- Text block:
◆ ◆ ◆ ◆ ◆
# I Am At A Loss....



## hotel4dogs (Sep 29, 2008)

what is the consequence for lack of effort?


----------



## Lilliam (Apr 28, 2010)

It may be that she is already soured to training. Dogs learn at different rates and what may be appropriate for one may be too much too soon for another. It's very easy to do - I did it with my very first sheepdog, Zeke. 
I would suggest backing off from training completely - just continue with basic obedience. Add the other activities in s-l-o-w-l-y, one by one, over a long time and introduce them as a game and not a formal training session.
Zeke eventually went back on sheep, but the lessons I learned with him helped me with my other border collies when I got each in turn.


----------



## AmberSunrise (Apr 1, 2009)

I have this problem with my Casey. A combination of making him watch me work other dogs, just gathering him up and crating him when he went mentally or physically visiting, letting him really know when I was pleased and just increasing the distractions to kind of go at the stress from another direction seemed to work in his younger years. He periodically needed to go on a NILIF plan and I would pair his least favorite exercises with hikes and this worked for many years.

He is now mostly retired and seems to enjoy being 'just' a pet for the most part - but he is still worked daily so he doesn't feel left out...he honestly just doesn't have a good work ethic and once it stops being fun (for him), he finds other ways to occupy his time. Since my dogs are honestly pets first, I got a puppy  who does want to work; Casey can be a lovable hug-bug and I get to work my 2 younger dogs. 

I would like to say that he was pretty much retired way too young (6 years) because it just seemed to be an uphill battle to keep his interest and spirits up under the competitive environment.


----------



## Maxs Mom (Mar 22, 2008)

hotel4dogs said:


> what is the consequence for lack of effort?


Usually stopping the activity. I don't know what else to do. I don't necessarily see that as a "consequence" I think she is getting what she wants. 

I do think Teddi will be like Casey. I plan to do two rally trials with her this fall (novice) and for fun. Heck I am not doing ANY training with her. I need to learn to read the signs but I firmly believe at the novice level she can do all that will be asked. 

The thing is "I" need a dog to play with. Once I get Baby Hootie she will be off the hook. Until then, I need to do SOMETHING! Belle is better than expected so I am working her, but "I" want to do things with Teddi. It's just she doesn't. 

Ann


----------



## Megora (Jun 7, 2010)

Lilliam said:


> It may be that she is already soured to training. Dogs learn at different rates and what may be appropriate for one may be too much too soon for another. It's very easy to do - I did it with my very first sheepdog, Zeke.
> I would suggest backing off from training completely - just continue with basic obedience. *Add the other activities in s-l-o-w-l-y, one by one, over a long time and introduce them as a game and not a formal training session.*


I absolutely agree with this... 

It sounds like she might not be mature in her head yet for 'testing' and is getting burned out or bored with 'work'. She might not be ready for shows yet (even if she's been in them already). So the training has to be backed all the way down to very quick exercises and very quick rewards. And do at least three super quick and happy sessions a day.
◆ ◆ ◆ ◆ ◆
- Extracted material:
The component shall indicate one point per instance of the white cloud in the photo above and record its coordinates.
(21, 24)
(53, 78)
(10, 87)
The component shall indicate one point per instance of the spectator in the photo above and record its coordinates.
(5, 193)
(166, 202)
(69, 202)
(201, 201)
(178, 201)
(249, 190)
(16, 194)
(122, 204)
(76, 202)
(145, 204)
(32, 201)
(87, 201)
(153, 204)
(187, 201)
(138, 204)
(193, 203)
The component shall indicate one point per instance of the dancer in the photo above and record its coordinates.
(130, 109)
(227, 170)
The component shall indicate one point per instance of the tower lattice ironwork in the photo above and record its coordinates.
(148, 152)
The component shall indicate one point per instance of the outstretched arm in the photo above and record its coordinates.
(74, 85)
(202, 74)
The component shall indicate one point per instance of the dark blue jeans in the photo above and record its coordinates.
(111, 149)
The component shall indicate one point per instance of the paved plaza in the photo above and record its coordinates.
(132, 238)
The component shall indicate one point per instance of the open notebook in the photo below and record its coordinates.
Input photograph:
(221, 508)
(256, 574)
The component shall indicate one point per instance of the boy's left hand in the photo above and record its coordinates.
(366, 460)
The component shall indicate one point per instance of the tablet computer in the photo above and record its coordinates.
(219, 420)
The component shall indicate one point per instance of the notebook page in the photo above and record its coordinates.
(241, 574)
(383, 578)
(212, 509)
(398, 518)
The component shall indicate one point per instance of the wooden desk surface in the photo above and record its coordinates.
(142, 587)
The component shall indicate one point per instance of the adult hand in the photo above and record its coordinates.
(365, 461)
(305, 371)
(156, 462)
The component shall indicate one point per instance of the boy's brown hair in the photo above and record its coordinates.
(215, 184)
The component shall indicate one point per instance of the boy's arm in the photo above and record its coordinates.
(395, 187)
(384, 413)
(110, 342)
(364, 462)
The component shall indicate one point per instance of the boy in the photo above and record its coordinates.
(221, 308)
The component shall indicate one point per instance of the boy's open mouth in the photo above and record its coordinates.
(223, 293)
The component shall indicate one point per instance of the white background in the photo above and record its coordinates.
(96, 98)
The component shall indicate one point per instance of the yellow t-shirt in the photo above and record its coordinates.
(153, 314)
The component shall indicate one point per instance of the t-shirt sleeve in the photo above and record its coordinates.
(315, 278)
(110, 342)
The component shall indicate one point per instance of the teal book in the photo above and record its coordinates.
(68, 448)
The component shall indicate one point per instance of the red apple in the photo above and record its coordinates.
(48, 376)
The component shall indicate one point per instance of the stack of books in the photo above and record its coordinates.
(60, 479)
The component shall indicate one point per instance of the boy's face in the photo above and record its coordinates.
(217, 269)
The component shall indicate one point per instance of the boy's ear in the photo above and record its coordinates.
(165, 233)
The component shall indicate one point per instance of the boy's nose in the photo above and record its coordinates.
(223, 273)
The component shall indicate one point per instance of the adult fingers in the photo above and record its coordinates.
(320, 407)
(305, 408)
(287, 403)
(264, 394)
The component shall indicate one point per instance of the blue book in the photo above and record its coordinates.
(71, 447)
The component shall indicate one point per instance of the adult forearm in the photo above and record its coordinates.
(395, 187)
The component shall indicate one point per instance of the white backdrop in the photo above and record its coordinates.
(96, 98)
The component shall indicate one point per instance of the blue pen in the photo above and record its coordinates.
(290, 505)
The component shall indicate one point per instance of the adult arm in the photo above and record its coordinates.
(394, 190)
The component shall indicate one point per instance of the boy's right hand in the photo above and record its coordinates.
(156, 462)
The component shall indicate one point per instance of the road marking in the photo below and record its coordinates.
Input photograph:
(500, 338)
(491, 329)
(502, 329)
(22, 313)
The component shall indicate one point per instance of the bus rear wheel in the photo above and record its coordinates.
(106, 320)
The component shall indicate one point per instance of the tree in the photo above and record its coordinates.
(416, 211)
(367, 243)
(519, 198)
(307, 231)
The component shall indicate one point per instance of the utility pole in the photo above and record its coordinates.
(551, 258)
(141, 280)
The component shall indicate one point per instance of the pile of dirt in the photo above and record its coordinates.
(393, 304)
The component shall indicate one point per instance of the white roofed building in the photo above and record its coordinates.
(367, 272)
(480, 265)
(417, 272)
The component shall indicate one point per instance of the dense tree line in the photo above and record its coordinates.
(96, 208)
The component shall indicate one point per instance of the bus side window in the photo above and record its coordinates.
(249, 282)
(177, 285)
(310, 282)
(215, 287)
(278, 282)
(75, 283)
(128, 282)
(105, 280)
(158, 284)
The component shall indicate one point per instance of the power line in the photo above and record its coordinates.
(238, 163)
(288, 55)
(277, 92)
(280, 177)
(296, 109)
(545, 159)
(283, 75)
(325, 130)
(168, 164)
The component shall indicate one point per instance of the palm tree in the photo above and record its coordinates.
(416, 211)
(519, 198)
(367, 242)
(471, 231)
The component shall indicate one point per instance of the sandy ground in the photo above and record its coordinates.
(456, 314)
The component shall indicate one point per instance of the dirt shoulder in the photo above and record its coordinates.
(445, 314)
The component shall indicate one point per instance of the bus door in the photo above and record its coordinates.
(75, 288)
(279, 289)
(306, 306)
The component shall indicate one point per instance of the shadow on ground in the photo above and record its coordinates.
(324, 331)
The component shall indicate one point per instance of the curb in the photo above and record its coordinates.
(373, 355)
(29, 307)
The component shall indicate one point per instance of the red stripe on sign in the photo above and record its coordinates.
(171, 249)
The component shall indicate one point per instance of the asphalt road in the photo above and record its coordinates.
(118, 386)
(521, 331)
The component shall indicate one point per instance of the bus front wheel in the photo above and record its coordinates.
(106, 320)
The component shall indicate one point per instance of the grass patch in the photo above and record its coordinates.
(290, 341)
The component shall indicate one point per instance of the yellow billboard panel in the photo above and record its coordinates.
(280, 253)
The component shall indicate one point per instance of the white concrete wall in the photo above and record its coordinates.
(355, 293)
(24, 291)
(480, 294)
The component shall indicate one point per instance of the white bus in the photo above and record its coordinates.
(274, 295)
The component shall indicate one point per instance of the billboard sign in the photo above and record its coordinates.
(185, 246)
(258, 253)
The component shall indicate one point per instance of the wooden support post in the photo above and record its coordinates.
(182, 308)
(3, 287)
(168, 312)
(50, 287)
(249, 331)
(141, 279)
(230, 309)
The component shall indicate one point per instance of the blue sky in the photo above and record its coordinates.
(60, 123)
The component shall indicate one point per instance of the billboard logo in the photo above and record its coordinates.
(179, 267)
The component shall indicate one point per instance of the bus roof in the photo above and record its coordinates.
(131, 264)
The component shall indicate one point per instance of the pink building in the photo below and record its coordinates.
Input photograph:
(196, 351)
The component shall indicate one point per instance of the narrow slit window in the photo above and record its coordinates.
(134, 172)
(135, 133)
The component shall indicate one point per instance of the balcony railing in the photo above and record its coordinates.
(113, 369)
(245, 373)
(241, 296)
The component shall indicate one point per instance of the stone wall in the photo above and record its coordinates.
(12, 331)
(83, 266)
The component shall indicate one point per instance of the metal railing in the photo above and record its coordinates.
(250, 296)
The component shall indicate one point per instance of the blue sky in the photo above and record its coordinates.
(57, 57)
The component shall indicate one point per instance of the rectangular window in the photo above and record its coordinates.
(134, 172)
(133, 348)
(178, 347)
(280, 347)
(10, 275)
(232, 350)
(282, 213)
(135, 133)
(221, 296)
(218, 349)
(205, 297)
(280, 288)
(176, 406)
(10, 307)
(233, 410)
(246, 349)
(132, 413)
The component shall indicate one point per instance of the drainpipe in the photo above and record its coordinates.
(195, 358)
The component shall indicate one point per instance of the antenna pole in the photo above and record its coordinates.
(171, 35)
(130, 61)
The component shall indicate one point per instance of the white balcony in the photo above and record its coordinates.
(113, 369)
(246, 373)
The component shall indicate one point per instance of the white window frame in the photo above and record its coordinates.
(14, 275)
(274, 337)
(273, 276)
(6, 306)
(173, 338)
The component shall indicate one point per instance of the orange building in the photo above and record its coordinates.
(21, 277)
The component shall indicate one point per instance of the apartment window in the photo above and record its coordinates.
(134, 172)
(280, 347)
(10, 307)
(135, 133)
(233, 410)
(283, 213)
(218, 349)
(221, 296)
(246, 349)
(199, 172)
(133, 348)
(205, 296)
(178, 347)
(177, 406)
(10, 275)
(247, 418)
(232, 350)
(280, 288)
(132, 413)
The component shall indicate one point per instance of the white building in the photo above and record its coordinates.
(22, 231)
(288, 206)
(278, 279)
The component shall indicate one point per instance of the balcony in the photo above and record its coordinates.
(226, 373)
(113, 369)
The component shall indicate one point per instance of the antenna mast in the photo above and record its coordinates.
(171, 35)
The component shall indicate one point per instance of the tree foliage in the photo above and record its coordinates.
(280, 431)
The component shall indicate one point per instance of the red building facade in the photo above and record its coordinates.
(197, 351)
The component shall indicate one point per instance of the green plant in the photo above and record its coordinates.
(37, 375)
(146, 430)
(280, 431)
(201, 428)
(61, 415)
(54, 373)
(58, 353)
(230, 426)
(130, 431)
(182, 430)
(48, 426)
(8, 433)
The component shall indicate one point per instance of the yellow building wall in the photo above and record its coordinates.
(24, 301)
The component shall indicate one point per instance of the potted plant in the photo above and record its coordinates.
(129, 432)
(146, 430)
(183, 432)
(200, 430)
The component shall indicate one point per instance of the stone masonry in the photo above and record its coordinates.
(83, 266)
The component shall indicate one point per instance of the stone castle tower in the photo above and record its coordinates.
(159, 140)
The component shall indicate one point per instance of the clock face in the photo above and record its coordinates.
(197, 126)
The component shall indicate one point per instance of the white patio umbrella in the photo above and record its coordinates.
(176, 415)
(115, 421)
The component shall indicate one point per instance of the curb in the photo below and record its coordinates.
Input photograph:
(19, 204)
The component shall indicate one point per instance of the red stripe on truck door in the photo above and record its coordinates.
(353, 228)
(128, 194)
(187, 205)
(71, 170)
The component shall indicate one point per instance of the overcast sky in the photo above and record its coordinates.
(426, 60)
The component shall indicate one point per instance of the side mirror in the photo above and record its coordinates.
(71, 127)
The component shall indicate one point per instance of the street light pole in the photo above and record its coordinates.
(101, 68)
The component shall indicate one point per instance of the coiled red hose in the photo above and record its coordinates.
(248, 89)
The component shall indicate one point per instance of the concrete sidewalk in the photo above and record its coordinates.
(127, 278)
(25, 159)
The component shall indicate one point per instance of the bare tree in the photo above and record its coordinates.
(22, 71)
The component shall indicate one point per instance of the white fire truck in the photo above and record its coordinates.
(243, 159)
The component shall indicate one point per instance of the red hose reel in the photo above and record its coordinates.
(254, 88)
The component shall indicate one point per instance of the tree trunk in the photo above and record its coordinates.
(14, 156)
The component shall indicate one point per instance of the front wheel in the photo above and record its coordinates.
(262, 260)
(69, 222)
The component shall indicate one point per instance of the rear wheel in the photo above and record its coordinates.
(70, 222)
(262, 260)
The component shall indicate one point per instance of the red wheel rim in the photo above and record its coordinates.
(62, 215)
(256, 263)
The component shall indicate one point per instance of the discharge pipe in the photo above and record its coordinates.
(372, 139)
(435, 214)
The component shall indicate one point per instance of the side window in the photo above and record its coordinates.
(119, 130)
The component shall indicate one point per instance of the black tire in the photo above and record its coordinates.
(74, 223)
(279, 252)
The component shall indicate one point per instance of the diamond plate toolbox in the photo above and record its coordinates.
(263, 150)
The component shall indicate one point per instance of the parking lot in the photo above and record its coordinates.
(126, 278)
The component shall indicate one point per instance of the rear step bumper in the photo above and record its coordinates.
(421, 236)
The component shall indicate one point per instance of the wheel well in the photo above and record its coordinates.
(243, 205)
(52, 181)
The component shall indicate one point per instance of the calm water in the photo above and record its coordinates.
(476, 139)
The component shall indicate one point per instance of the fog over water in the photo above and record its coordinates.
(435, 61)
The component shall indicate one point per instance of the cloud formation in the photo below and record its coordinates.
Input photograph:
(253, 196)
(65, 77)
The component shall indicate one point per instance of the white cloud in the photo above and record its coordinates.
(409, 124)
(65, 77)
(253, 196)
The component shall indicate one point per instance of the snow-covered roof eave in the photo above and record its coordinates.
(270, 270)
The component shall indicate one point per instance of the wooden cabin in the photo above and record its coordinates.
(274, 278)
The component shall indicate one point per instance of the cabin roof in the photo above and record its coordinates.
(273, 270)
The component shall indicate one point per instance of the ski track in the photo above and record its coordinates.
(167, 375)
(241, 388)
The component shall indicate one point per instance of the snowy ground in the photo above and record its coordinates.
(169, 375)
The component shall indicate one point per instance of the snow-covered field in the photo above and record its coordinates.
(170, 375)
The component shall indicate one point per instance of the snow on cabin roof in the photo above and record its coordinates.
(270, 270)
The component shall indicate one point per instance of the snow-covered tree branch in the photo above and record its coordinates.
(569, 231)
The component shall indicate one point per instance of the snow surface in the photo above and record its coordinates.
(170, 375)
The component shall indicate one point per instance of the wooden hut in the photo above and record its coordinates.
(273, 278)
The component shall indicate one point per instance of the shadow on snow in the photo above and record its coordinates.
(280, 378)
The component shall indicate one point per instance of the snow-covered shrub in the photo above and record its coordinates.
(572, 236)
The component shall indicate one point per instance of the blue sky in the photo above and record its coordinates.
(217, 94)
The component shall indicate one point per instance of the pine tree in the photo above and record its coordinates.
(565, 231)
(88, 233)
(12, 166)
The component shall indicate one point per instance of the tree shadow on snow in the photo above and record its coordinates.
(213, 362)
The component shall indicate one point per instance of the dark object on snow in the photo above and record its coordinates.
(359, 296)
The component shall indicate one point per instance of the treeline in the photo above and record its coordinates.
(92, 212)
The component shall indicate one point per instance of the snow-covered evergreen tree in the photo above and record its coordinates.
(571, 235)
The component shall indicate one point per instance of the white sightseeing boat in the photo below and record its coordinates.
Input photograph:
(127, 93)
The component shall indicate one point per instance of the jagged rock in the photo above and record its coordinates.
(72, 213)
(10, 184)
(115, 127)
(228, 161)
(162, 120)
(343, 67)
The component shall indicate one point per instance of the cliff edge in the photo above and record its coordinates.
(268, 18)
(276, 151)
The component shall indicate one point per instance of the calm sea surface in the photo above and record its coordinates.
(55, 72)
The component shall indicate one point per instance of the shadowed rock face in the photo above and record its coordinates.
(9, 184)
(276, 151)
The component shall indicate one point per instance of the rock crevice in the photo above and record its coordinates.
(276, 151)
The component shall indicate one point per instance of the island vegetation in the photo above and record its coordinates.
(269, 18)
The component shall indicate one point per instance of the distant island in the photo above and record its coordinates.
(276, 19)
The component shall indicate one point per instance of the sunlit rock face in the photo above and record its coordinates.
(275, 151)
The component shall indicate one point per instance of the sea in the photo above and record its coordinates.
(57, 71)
◆ ◆ ◆ ◆ ◆
- What this task involves: Continue the forum thread about a dog losing interest in training, picking up after its last sentence. The records are a separate set of material, unrelated to the forum thread.

- Final answer:
So like the retrieves, go back to take/hold/give exercises. Then once she's holding and giving the item to you, build "bring" distance. Then work the retrieves early in the morning, and in a non-distraction and non-stress spot (I usually "play" in the long upstairs hallway at our house). Work with treats and don't overdo. 

As Lilliam said... go slowly.

I got the 'quit' message from my last dog when he was seven, and we got as far as we could in obedience and were just 'playing' with agility. When he was balking and pinning his ears back about going into the agility ring at our training place, I quickly retired him. But he never stopped working or lost his joy for doing the obedience work. Right down to the same week we lost him, he'd jump up and go into heel position. 

He had been a very independant dog all his life and not interested in treats. But tricking him into thinking he was playing a huge game every single time helped.


----------



## Selli-Belle (Jan 28, 2009)

Is Teddi your pup with hip dysplasia? Maybe she is in pain? Swimming might not be painful.


----------



## Loisiana (Jul 29, 2009)

Well it sounds like you're gonna have to build a pond! j/k

Annabel is a lot like that. I might find that she enjoys doing something, but as soon as I set "rules" to the game she starts to shut down on me. We tried so many different dog sports trying to find something that fit her best, but it was the same result every time. I did put a CDX and an RE on her. I think she could have gotten the UD with a lot of work (she was trained in all the exercises), but with other dogs more interested in playing my game with me I decided it wasn't worth the effort.


----------



## Maxs Mom (Mar 22, 2008)

Thanks for all the thoughts. 

Yes Teddi is my HD/ED dog however she is not displaying ANY discomfort in what SHE wants to do. Just not doing what is asked of her. She jumps over the back of my 27" lab in the back yard, I set up a 12-16" jump and ask her to jump and she refuses. She runs like a wild banshee in the back yard, or at the park, I throw a bumper and she goes out and leaves it. 

I don't think I am 'over' training her. I work her a couple times a week, AND those have been unsuccessful. I mean if I am throwing one bumper she is not returning it and I say we are done... that is over training? 

She does love to go for walks and is bright and happy the first part. By the end she is tired but she is game and I can perk her up on walks when she tires. I have been doing shorter walks. In my most intense training stages, I do quick drills and then something fun. I have always tried to stop on good notes, not push hard parts, find another way another time to get the job done. I know her physical limitations, it's just she is getting progressively worse and worse about doing a lot of requested things that remotely look like training. 

Ann


----------



## Megora (Jun 7, 2010)

> I don't think I am 'over' training her. I work her a couple times a week, AND those have been unsuccessful. I mean if I am throwing one bumper she is not returning it and I say we are done... that is over training?


But the thing I'm thinking is that is she has an unsuccessful training session that ends with her getting her way, that reinforces the bad behavior for next time. That's why it might be worth it backing down to a lower level where you know she will be successful every time, and just slowly building back up to where you want to be in your training with her. 

If she's failing the retrieve, then it's worth retraining and reinforcing the pieces of the retrieve. 

One thing I'm wondering a little bit... with the dock jumping, dogs are cued to jump in after a bumper or a toy. Do they retrieve the toy back to their owner? 

Or I guess I should ask, does she do water retrieves?


----------



## GoldenSail (Dec 30, 2008)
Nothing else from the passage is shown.